**Brief**
Repeat, exactly as they appear, the lines from the one with "the kitchen backsplash." through the last line of the entries below, but none of the pictures.

**Data in this exercise**

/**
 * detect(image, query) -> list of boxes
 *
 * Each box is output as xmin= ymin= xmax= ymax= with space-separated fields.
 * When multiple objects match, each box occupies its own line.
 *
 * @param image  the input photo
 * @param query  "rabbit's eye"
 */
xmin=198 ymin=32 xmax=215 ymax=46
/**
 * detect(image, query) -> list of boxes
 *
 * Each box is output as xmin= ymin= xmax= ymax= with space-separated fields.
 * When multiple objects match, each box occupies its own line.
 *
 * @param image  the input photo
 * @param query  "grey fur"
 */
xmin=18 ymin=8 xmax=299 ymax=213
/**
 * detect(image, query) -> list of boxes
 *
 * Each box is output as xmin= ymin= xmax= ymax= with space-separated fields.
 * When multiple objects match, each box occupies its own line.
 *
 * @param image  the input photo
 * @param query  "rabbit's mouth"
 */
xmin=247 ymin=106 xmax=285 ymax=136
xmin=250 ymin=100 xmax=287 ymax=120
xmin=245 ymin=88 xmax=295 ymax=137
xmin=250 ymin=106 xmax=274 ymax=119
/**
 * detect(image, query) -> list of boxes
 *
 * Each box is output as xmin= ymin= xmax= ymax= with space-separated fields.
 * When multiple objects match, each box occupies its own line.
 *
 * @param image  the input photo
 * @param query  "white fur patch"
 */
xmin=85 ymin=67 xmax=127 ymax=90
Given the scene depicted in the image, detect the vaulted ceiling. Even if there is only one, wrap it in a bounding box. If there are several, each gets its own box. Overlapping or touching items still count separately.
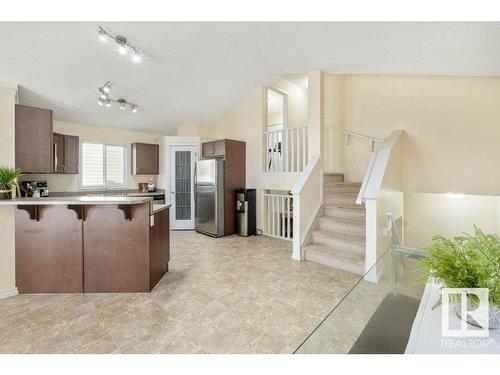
[1,22,499,134]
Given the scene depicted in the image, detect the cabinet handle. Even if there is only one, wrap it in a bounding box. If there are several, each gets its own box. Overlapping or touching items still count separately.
[54,143,58,171]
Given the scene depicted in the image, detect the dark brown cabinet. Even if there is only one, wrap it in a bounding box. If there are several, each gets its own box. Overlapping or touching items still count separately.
[149,208,170,290]
[53,133,79,174]
[63,135,79,174]
[16,202,170,294]
[201,139,227,158]
[52,133,65,173]
[15,104,79,174]
[131,142,159,175]
[16,205,84,293]
[15,104,53,173]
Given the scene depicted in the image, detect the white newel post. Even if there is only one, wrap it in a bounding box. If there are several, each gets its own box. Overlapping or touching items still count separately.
[291,194,301,261]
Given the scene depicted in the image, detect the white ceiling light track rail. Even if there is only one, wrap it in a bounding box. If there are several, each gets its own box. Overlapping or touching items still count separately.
[97,81,138,113]
[98,26,142,63]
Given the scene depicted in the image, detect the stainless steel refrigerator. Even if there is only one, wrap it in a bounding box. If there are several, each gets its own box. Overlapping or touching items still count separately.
[194,159,225,237]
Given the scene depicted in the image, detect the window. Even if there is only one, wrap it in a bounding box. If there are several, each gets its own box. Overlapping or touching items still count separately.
[80,141,127,188]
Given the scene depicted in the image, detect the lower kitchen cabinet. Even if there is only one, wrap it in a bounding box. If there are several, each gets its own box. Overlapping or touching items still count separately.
[14,202,170,294]
[149,208,170,290]
[16,205,84,293]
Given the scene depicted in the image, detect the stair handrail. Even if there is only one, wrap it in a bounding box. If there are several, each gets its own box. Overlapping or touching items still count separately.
[343,130,384,152]
[356,129,404,205]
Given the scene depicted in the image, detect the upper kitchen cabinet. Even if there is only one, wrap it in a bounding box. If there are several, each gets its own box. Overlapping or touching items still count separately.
[52,133,65,173]
[131,142,159,175]
[15,104,53,173]
[63,135,79,174]
[53,133,79,174]
[201,139,227,158]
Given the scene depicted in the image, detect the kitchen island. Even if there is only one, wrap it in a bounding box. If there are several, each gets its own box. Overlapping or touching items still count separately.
[0,196,170,294]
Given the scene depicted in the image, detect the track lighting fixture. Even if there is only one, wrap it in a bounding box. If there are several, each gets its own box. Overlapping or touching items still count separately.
[96,82,138,113]
[97,26,143,64]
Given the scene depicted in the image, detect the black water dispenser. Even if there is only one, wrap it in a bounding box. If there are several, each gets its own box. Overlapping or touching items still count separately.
[235,189,256,236]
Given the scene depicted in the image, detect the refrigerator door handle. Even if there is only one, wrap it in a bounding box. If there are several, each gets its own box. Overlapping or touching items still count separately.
[193,162,197,202]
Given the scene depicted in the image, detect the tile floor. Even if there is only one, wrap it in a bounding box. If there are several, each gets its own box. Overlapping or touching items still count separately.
[0,231,360,353]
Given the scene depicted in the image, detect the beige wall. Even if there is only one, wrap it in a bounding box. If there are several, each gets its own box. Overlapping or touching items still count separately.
[404,192,499,249]
[0,82,17,294]
[20,120,162,192]
[324,74,500,197]
[271,77,308,128]
[174,85,302,230]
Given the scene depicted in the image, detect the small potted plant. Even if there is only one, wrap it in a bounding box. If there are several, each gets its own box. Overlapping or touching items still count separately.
[418,226,500,329]
[0,167,22,200]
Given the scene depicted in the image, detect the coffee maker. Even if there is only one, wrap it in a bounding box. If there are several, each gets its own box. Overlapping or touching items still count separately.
[20,180,50,197]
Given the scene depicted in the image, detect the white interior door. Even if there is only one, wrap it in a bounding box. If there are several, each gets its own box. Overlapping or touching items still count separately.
[170,145,198,229]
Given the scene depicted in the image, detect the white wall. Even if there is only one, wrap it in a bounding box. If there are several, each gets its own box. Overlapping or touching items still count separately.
[0,81,17,296]
[404,192,500,249]
[324,74,500,197]
[20,120,162,192]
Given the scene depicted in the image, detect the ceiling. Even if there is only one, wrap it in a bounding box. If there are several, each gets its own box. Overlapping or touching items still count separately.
[1,22,500,135]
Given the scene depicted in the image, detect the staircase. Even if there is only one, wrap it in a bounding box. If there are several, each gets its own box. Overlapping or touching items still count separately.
[303,173,366,276]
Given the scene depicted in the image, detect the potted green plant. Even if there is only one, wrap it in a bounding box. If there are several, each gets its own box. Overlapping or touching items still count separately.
[418,226,500,329]
[0,167,22,200]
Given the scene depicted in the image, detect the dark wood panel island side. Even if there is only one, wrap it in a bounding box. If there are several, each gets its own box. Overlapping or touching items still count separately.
[10,197,170,294]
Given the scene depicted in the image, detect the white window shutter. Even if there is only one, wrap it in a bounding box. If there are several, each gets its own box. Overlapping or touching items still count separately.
[106,145,125,184]
[81,143,104,187]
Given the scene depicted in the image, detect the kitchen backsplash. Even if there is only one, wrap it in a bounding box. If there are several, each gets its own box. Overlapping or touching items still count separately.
[19,173,157,192]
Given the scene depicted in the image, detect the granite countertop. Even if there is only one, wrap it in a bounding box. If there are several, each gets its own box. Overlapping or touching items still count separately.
[0,196,154,205]
[49,189,165,197]
[151,203,170,214]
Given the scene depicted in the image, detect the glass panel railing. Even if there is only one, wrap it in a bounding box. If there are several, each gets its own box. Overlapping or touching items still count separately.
[295,245,426,354]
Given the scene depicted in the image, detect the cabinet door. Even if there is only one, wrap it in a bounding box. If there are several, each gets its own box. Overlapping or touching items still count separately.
[132,143,159,175]
[213,139,226,156]
[83,203,150,292]
[149,208,170,290]
[201,141,214,157]
[16,205,84,293]
[52,133,65,173]
[15,104,53,172]
[63,135,79,174]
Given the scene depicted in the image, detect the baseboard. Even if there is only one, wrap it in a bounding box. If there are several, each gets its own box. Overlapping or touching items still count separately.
[363,265,383,284]
[0,287,18,300]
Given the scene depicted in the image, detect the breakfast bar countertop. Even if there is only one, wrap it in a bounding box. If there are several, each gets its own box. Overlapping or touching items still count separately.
[0,196,154,205]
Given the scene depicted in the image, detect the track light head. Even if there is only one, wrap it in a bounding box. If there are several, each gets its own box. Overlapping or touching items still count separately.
[131,105,138,113]
[98,27,107,43]
[97,27,143,63]
[118,98,127,110]
[118,45,127,55]
[131,53,142,63]
[102,85,110,94]
[105,99,111,107]
[97,97,104,106]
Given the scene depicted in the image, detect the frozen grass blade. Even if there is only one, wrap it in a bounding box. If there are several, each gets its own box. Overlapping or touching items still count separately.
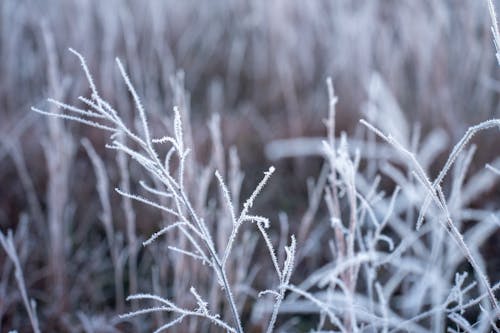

**Output below**
Given the scene depicted in the image, detect the kitchen backsplash. Even if there is only one, wrap it in a bounding box. If there are several, each gets its own box. Overlapping or touching items still count separately.
[19,173,157,192]
Given the scene depicted in the image, detect the granite countertop. Even if there is only one, wrap it in a bounding box. If there are several, each gets its own box. Overlapping or touching items still count separately.
[0,196,154,205]
[49,189,165,197]
[151,203,170,214]
Given the scene depicted in the image, detect the glass panel railing. Even if there is only one, wrap it in a bounding box. If there are several, each gets its own box. Overlapping or touching items still count separately.
[295,245,426,354]
Given the scene depicted in the image, detect the cabinet door. Even if there is only one, wrap it in a bounding box. If there are several, each gets its own box. Overlapping or touching items still count separately.
[132,143,159,175]
[213,139,226,156]
[83,203,150,292]
[149,208,170,290]
[201,141,214,157]
[16,205,84,293]
[52,133,65,173]
[15,104,53,172]
[63,135,79,174]
Given the scene depicted in the image, detect the baseboard. Even if there is only one, wrap it in a bounding box. If there are several, each gets its own box. Overlapping or touching items still count separately.
[363,265,383,284]
[0,287,18,300]
Given the scene depicted in the image, detect the breakfast bar countertop. Even if there is only one, wrap it in a bounding box. If there are several, each gets its own box. Overlapping or touching items still count separately.
[0,196,154,205]
Given the scene depicted in the image, detect the track light head. Even if there is only one, wrap it in a bounding box. If there are several, each gets its own box. Overlapping or touching items still count separately.
[131,105,138,113]
[98,27,107,43]
[97,27,143,63]
[118,98,127,110]
[118,45,127,55]
[131,53,142,63]
[102,85,110,94]
[105,99,111,107]
[97,97,104,106]
Given the scene depicted in the image, detect the frozen grass blade. Even if there is only one, wrap it in a bounding box. If there are several, each gets its own box. Overlapping or touching items still count separately.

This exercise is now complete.